- _ARTICLE_
What? The plane crashed? I didn't notice. I was on my Blackberry. Neither did I notice the guy sitting next to me who was hitting me so I would get out of his way. I'm going to send him a nasty text message.
Ah sure, there are pretty strict limits on autoland (such as crosswind etc) - and it's not a "pilots read the newspaper while an iPhone lands the plane" affair, but Cat III autoland is equipped on the large commercial jets, and many of the large airports have a Cat III autoland certified runway, allowing for, well, autoland. Go google for it, it's pretty well described out there on the intertubes.
I'd like to see tests proving that. EMF/RFI shielding isn't rocket science. The electronics in cars are hardened against pretty much everything - cell phone towers, high voltage power lines, microwave repeaters, terrestrial radio transmitters, etc... I don't see how flight avionics, which also have to be hardened against increased cosmic radiation and RFI from operating closer to the ionosphere, are so sensitive to relatively low power transmitters.
My Other Computer Is A Data General Nova III.
While the odds of a crash are minimal - if it's about to happen (and during takeoff and landing the timescales involved can be very short), you can drastically improve your odds if you pay attention.
One that hath name thou can not otter
[...] one of the multiple reasons is passenger attention.
That's what a pilot told me too. If passengers are listening to music, for example, they won't hear announcements made on the speakers.

- _SET EXERCISE 1_
Write out the passage of the discussion above that opens with the words containing "I'd like to" and closes with "General Nova III.".

(Dataset excerpts on object pointing)
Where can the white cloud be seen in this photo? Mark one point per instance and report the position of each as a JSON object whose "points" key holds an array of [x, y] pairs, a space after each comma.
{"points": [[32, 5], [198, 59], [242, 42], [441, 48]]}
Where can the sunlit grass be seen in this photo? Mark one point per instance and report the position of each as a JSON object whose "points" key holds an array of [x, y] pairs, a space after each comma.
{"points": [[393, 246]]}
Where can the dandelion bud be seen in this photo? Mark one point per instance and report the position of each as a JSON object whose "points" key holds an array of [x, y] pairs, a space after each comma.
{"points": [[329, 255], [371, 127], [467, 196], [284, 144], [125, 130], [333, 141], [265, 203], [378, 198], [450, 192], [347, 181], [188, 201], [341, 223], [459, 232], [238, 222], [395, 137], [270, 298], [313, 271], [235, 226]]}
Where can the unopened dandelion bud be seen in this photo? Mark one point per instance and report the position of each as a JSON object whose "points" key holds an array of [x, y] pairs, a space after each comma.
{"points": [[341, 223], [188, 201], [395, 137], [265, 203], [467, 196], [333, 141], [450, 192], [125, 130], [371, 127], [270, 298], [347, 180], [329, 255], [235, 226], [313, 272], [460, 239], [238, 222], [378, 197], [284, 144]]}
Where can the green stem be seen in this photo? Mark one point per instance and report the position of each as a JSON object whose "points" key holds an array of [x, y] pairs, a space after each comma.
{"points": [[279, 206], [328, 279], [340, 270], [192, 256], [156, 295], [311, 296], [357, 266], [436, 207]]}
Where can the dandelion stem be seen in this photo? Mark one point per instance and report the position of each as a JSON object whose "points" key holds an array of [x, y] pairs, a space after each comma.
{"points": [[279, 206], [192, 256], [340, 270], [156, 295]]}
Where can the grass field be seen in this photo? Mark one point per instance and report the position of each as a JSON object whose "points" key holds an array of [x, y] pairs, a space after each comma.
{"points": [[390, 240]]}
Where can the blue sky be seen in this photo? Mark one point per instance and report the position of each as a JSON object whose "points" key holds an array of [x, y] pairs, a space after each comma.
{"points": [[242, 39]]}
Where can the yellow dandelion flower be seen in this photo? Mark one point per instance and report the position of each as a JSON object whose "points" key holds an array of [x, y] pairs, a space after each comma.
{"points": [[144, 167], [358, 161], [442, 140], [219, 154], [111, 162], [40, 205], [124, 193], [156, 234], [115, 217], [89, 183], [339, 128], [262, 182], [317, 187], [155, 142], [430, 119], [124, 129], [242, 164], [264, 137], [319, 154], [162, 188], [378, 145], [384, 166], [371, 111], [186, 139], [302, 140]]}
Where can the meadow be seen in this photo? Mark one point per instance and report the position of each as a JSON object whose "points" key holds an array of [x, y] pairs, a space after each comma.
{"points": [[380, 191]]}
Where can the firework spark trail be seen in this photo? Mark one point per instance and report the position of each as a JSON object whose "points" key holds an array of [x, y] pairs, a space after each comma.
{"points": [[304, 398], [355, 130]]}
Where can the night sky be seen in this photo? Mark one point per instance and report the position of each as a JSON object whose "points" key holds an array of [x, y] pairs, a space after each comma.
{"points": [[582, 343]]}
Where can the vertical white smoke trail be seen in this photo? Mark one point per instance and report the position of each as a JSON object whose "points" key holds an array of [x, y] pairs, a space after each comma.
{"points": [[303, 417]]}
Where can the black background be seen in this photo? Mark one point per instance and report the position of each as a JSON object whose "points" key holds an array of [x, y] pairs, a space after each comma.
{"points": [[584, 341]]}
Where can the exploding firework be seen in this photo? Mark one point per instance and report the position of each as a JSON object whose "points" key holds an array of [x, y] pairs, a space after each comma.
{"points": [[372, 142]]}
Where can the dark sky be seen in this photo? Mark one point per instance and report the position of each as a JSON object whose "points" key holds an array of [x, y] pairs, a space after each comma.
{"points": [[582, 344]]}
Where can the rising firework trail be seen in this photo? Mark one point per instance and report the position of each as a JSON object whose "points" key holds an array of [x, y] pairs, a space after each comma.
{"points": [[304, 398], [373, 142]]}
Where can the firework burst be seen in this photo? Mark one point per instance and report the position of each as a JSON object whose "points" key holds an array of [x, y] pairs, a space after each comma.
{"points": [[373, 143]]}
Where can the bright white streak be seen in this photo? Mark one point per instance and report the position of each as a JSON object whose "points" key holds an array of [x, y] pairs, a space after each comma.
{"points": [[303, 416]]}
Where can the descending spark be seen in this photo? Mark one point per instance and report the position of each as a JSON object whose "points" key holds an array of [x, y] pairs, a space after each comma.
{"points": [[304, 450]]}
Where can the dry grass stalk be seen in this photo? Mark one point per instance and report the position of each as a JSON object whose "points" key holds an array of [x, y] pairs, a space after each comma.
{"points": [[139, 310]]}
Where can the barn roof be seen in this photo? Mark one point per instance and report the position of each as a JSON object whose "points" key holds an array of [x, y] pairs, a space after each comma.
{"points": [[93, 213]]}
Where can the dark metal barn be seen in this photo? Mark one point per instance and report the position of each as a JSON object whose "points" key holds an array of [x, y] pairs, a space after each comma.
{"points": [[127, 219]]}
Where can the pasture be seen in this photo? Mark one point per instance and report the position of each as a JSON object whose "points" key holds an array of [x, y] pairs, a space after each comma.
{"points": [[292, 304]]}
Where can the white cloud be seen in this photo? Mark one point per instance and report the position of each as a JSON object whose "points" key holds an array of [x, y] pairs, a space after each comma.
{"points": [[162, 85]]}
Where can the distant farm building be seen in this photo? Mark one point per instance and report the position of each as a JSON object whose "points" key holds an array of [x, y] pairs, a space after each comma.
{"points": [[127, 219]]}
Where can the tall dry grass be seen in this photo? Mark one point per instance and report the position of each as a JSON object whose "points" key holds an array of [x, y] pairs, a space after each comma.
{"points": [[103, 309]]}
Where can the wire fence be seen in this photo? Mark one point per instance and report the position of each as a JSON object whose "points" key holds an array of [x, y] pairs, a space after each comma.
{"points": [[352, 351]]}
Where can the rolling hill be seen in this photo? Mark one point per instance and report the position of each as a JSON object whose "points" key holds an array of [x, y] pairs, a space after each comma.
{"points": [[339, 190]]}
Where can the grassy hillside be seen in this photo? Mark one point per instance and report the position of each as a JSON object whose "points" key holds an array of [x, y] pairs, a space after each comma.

- _SET EXERCISE 2_
Find each line of the listing above that contains the word "dark", and copy those lines.

- _FINAL ANSWER 1_
I'd like to see tests proving that. EMF/RFI shielding isn't rocket science. The electronics in cars are hardened against pretty much everything - cell phone towers, high voltage power lines, microwave repeaters, terrestrial radio transmitters, etc... I don't see how flight avionics, which also have to be hardened against increased cosmic radiation and RFI from operating closer to the ionosphere, are so sensitive to relatively low power transmitters.
My Other Computer Is A Data General Nova III.

- _FINAL ANSWER 2_
Where can the dark sky be seen in this photo? Mark one point per instance and report the position of each as a JSON object whose "points" key holds an array of [x, y] pairs, a space after each comma.
Where can the dark metal barn be seen in this photo? Mark one point per instance and report the position of each as a JSON object whose "points" key holds an array of [x, y] pairs, a space after each comma.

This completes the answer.